_Text segment_
+++
Hi, my name is Stephen Procter, since a very young age I had a fascination with martial arts and meditation. I was attracted to the idea that we had the potential to better ourselves, to mould the type of person that we could become. To my young mind the idea that we had the power to shape ourselves served as a strong attraction and led to the starting of my study.
It has been a long and enjoyable journey, now spanning 40 years, one that I look forward to continuing each day. I want to share my passion with you, the ability for you to create who you are, to become responsible for your own physical and mental health and to live a long and happy life.
When I was about 12, I came across a book on meditation that I bought at a school fete, the book pointed towards the potential to enter into heightened states of consciousness through very deep relaxation techniques. I can remember being impressed when the author spoke about being able to have teeth extracted without any pain killers and without feeling pain, all he used was the meditation techniques.
This fascinated me and I started to practice it, I can still remember spending many hours laying in my parents back yard and also sitting on a rock down in the bush behind their home, experimenting with these techniques. I can remember entering into some quite deep relaxing states and felt them to be a refuge from my day to day life, I continued these techniques for many years but started searching in the direction of discipline in martial arts.
This was being driven by intense bullying at school, at the time it felt like a bad thing, but now looking back I can see that it created the drive that got me to the point I am at today. Discomfort in life is often the first manefestation of the chance for something new and beautiful to arise, though I could not see that at the time
My first proper study of martial arts started at the age of 13 when I started studying judo, I thoroughly enjoyed it and practiced at any opportunity I had, I can remember practicing shoulder rolls and falls on the lawn at my parents place, also throws and holds on any friends that would let me.
By the end of the year I entered my first competition and won on points, as satisfying as it was I felt a desire to explore the inner development of martial arts and how they can improve your life, this attracted me more than the path of competition.
+++
_Records shown_
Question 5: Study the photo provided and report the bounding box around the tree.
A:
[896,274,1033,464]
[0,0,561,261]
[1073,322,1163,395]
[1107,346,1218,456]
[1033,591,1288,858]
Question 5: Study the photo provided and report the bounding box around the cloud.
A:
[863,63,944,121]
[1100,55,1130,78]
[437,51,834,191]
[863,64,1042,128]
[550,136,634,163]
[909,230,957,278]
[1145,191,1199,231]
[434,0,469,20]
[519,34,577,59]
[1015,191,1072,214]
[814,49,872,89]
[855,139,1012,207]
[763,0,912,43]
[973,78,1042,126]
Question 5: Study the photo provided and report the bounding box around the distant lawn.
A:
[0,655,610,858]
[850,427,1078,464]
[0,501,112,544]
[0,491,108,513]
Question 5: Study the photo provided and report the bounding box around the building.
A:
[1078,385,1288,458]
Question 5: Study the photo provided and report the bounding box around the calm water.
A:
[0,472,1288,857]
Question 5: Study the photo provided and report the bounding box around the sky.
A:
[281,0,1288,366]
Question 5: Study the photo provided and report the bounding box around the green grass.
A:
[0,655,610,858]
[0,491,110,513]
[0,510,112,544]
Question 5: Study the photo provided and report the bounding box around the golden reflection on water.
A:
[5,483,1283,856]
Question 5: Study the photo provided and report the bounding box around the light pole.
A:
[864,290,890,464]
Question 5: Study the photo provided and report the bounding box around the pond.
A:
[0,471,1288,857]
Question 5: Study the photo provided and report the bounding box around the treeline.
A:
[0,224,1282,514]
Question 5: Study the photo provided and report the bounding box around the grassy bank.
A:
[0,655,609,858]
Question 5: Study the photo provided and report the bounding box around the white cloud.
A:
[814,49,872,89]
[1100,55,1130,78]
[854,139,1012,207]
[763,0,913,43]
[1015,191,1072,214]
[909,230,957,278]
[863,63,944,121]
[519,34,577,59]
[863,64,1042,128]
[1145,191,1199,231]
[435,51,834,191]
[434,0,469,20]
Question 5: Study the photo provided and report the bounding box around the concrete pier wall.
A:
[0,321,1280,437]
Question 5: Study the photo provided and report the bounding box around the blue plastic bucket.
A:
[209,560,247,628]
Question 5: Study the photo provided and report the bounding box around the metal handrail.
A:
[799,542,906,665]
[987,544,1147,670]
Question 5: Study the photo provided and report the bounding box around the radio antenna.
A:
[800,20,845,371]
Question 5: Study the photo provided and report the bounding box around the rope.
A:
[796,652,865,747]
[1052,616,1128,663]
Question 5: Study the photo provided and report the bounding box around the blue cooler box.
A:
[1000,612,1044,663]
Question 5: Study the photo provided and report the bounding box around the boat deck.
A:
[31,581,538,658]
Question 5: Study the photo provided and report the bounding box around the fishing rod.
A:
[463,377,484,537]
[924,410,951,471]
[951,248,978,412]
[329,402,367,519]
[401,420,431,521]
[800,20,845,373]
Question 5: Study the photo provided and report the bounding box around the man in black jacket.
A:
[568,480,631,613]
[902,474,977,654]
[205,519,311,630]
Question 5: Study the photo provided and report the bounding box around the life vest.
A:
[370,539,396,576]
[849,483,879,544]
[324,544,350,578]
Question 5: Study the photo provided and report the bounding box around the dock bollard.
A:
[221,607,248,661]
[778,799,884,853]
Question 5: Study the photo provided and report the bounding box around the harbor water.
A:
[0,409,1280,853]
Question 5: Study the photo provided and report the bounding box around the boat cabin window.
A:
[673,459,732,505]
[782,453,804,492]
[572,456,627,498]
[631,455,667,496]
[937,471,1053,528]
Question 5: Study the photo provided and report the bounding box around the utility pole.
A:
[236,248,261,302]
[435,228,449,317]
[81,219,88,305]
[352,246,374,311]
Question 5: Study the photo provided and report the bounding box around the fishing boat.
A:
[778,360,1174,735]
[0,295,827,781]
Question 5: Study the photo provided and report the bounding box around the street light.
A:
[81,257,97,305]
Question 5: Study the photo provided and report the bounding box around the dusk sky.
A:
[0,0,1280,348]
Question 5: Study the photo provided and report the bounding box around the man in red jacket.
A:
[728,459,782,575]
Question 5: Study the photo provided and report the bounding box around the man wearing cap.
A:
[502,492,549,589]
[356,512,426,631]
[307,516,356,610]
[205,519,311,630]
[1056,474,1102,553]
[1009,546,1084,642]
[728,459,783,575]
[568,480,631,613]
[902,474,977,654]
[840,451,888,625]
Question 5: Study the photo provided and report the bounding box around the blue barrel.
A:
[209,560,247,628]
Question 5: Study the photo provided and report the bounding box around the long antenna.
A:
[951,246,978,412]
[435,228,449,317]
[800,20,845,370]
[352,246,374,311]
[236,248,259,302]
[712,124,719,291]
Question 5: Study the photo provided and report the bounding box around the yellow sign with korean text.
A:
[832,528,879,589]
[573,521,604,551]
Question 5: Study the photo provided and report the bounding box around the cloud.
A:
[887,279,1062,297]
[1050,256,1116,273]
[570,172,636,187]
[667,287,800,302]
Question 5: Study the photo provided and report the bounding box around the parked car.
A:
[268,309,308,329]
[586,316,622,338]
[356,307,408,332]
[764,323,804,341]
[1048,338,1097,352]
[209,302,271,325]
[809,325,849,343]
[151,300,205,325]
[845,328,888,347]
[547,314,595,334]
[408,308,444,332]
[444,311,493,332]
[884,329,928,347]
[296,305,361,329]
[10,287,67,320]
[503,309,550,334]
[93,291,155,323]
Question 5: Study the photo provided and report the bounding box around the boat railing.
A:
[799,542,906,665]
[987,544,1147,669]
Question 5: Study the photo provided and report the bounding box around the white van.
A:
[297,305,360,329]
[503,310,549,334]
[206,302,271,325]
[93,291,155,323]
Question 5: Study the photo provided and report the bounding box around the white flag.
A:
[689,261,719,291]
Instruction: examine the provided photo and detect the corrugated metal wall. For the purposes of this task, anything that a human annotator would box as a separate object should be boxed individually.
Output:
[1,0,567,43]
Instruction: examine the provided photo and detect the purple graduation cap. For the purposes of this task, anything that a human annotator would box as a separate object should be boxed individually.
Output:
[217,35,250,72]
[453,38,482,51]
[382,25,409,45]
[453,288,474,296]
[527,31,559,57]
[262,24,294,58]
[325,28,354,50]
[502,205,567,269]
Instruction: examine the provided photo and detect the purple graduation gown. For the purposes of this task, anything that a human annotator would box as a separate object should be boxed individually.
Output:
+++
_Task list_
1. Decide whether each statement agrees with the account of martial arts and meditation. Answer yes or no, and quote the words that decide it. (a) The writer's judo study began at age 13. (b) The meditation book was bought at a bookstore. (c) The writer lost the first competition entered.
2. Reproduce the account of martial arts and meditation from "Hi, my name" to "and happy life.".

_Results by task_
1.
(a) Yes: "My first proper study of martial arts started at the age of 13 when I started studying judo"
(b) No: "a book on meditation that I bought at a school fete"
(c) No: "By the end of the year I entered my first competition and won on points"

2.
Hi, my name is Stephen Procter, since a very young age I had a fascination with martial arts and meditation. I was attracted to the idea that we had the potential to better ourselves, to mould the type of person that we could become. To my young mind the idea that we had the power to shape ourselves served as a strong attraction and led to the starting of my study.
It has been a long and enjoyable journey, now spanning 40 years, one that I look forward to continuing each day. I want to share my passion with you, the ability for you to create who you are, to become responsible for your own physical and mental health and to live a long and happy life.